(Point labeling listing)
## start

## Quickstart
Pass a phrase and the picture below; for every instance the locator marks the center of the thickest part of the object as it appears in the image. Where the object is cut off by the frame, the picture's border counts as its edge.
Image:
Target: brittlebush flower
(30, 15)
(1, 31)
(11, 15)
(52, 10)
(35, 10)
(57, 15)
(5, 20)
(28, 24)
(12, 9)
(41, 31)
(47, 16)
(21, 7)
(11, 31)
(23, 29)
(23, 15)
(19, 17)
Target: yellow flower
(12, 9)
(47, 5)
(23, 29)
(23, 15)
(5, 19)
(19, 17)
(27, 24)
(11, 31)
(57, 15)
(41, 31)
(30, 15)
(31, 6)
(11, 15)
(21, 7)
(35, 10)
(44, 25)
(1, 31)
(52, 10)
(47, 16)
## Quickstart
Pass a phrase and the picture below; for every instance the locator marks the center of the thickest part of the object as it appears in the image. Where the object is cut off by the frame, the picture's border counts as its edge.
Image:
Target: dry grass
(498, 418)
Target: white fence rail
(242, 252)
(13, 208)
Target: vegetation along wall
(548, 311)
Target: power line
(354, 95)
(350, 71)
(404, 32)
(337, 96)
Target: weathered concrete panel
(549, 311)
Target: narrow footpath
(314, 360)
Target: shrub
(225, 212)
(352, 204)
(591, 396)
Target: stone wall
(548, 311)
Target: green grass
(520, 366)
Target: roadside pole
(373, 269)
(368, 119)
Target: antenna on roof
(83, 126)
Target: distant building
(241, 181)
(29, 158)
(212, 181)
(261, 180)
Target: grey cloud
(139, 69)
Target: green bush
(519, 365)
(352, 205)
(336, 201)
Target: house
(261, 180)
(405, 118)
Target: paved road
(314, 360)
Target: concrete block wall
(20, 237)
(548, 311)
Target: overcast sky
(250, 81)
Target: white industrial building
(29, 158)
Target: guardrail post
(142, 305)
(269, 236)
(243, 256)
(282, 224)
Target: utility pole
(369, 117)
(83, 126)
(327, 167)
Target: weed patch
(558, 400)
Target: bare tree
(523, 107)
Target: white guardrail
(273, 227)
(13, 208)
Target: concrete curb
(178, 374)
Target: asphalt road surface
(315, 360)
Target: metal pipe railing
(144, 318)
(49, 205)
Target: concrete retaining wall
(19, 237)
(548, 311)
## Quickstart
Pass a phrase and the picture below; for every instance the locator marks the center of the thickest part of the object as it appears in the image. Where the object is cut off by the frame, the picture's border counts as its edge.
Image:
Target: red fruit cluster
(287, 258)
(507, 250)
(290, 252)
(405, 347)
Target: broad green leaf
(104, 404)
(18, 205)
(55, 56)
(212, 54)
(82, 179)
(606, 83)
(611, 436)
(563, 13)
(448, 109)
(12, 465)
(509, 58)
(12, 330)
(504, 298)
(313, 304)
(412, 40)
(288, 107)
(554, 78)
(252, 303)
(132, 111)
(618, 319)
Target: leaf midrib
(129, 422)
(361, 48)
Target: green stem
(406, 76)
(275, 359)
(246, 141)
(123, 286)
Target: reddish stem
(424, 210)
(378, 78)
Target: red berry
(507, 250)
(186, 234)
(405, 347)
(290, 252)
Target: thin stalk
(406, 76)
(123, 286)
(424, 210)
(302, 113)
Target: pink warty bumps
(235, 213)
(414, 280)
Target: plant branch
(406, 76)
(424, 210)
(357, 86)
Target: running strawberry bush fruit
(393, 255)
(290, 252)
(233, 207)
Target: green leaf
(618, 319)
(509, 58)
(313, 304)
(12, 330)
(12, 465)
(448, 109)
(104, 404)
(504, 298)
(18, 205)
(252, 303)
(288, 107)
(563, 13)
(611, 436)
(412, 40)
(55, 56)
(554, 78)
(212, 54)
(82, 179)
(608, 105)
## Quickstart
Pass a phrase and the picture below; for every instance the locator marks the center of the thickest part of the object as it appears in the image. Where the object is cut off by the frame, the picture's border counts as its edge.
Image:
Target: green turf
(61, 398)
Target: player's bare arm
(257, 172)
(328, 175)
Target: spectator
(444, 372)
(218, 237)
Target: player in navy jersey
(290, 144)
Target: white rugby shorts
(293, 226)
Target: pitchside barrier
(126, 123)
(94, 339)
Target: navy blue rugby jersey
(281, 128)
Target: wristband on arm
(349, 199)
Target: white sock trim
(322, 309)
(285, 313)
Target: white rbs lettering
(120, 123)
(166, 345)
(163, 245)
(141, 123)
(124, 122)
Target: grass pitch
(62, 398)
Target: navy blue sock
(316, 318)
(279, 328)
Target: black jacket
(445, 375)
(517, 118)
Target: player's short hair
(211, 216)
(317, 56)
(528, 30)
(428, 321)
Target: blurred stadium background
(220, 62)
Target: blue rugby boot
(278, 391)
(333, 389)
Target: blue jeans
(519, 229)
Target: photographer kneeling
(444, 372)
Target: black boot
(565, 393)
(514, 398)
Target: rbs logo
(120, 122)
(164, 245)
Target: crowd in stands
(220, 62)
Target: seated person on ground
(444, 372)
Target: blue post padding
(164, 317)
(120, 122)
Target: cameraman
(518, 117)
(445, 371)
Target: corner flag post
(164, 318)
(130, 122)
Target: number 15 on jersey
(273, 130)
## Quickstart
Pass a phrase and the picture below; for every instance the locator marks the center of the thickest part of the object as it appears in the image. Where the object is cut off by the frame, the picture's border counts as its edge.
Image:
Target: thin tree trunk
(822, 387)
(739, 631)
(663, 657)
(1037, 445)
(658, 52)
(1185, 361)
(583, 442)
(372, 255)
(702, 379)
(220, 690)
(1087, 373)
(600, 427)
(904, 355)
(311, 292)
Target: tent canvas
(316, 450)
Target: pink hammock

## end

**EXERCISE**
Rename "locator" to "pointer" everywhere it occurs in the listing, and reproduce the whole listing with no other changes.

**SOLUTION FOR THIS PROBLEM**
## Quickstart
Pass a phrase and the picture below; for every instance the pointer marks the center of the thickest part of the object as it appears in the image. Where the object is cut off by the frame, the picture's border counts as its edge.
Image:
Target: brittlebush flower
(30, 15)
(1, 31)
(11, 15)
(52, 10)
(35, 10)
(57, 15)
(5, 20)
(28, 24)
(12, 9)
(41, 31)
(47, 16)
(21, 7)
(11, 31)
(23, 29)
(23, 15)
(19, 17)
Target: yellow flower
(12, 9)
(47, 5)
(23, 29)
(23, 15)
(5, 19)
(19, 17)
(27, 24)
(11, 31)
(57, 15)
(41, 31)
(30, 15)
(31, 6)
(11, 15)
(21, 7)
(35, 10)
(44, 25)
(1, 31)
(52, 10)
(47, 16)
## Quickstart
Pass a phrase and the picture below; for every instance the pointer marks the center of the thickest part of the object as it appears in the image. Where the object is cut off by the frame, the picture's border counts as its edge.
Image:
Target: dry grass
(498, 418)
Target: white fence rail
(242, 252)
(13, 208)
Target: vegetation along wall
(548, 311)
Target: power line
(354, 95)
(350, 71)
(404, 32)
(337, 96)
Target: weathered concrete panel
(549, 311)
Target: narrow footpath
(314, 360)
Target: shrub
(225, 212)
(352, 204)
(591, 396)
Target: stone wall
(548, 311)
Target: green grass
(520, 366)
Target: roadside pole
(373, 269)
(368, 119)
Target: antenna on roof
(83, 126)
Target: distant building
(241, 181)
(29, 158)
(212, 181)
(261, 180)
Target: grey cloud
(139, 69)
Target: green bush
(519, 365)
(352, 205)
(336, 201)
Target: house
(261, 180)
(405, 118)
Target: paved road
(314, 360)
Target: concrete block wall
(20, 237)
(548, 311)
Target: overcast sky
(250, 81)
Target: white industrial building
(29, 158)
Target: guardrail post
(142, 305)
(269, 236)
(243, 256)
(282, 224)
Target: utility pole
(369, 117)
(83, 126)
(327, 167)
Target: weed patch
(558, 400)
Target: bare tree
(523, 107)
Target: white guardrail
(273, 227)
(13, 208)
Target: concrete curb
(178, 374)
Target: asphalt road surface
(315, 360)
Target: metal pipe railing
(144, 318)
(49, 205)
Target: concrete retaining wall
(19, 237)
(548, 311)
## Quickstart
Pass a phrase and the picture below; for every instance the pointer marks the center of the thickest part of the object as it appears in the image. Where the object is cut off by the frame, the picture's border counts as its edge.
Image:
Target: red fruit cluster
(287, 258)
(507, 250)
(290, 252)
(405, 347)
Target: broad green leaf
(104, 404)
(18, 205)
(55, 56)
(212, 54)
(82, 179)
(606, 83)
(611, 436)
(563, 13)
(448, 109)
(12, 465)
(509, 58)
(12, 330)
(504, 298)
(313, 304)
(412, 40)
(288, 107)
(554, 78)
(252, 303)
(132, 111)
(618, 319)
Target: leaf midrib
(129, 422)
(361, 48)
Target: green stem
(406, 76)
(275, 359)
(246, 141)
(123, 286)
Target: reddish stem
(424, 210)
(378, 78)
Target: red berry
(507, 250)
(186, 234)
(405, 347)
(290, 252)
Target: thin stalk
(406, 76)
(123, 286)
(424, 210)
(302, 113)
Target: pink warty bumps
(235, 213)
(414, 280)
Target: plant branch
(406, 76)
(424, 210)
(357, 86)
Target: running strawberry bush fruit
(393, 255)
(290, 252)
(233, 207)
Target: green leaf
(618, 319)
(509, 58)
(313, 304)
(12, 330)
(12, 465)
(448, 109)
(104, 404)
(504, 298)
(18, 205)
(252, 303)
(288, 107)
(563, 13)
(611, 436)
(412, 40)
(55, 56)
(554, 78)
(212, 54)
(82, 179)
(608, 105)
## Quickstart
Pass a phrase and the picture below; for every instance the pointer marks the center of the thickest part of the object as it appears in the image. Where the object is cut off by the frame, the picture's border counts as its edge.
Image:
Target: green turf
(61, 398)
Target: player's bare arm
(257, 172)
(328, 175)
Target: spectator
(444, 372)
(218, 237)
Target: player in navy jersey
(290, 144)
Target: white rugby shorts
(293, 226)
Target: pitchside barrier
(126, 123)
(94, 339)
Target: navy blue rugby jersey
(281, 128)
Target: wristband on arm
(349, 199)
Target: white sock trim
(322, 309)
(285, 313)
Target: white rbs lettering
(120, 123)
(166, 345)
(163, 245)
(141, 123)
(124, 122)
Target: grass pitch
(62, 398)
Target: navy blue sock
(316, 318)
(279, 328)
Target: black jacket
(445, 375)
(517, 118)
Target: player's short hair
(211, 216)
(317, 56)
(528, 30)
(428, 321)
Target: blurred stadium background
(220, 62)
Target: blue rugby boot
(278, 391)
(333, 389)
Target: blue jeans
(519, 229)
Target: photographer kneeling
(444, 372)
Target: black boot
(565, 393)
(514, 398)
Target: rbs logo
(120, 122)
(164, 245)
Target: crowd in stands
(220, 62)
Target: seated person on ground
(444, 372)
Target: blue post padding
(164, 317)
(120, 122)
Target: cameraman
(518, 117)
(445, 371)
Target: corner flag post
(164, 318)
(130, 122)
Target: number 15 on jersey
(273, 130)
## Quickstart
Pass a phrase and the picture below; for every instance the pointer marks the center of the thickest part of the object as it appears in the image. Where the object is cut off by the frame, the picture's border counts as its edge.
Image:
Target: thin tree trunk
(822, 387)
(739, 631)
(663, 657)
(1037, 445)
(658, 52)
(1185, 361)
(583, 442)
(372, 255)
(702, 379)
(220, 690)
(1087, 373)
(600, 427)
(904, 355)
(311, 292)
Target: tent canvas
(316, 450)
Target: pink hammock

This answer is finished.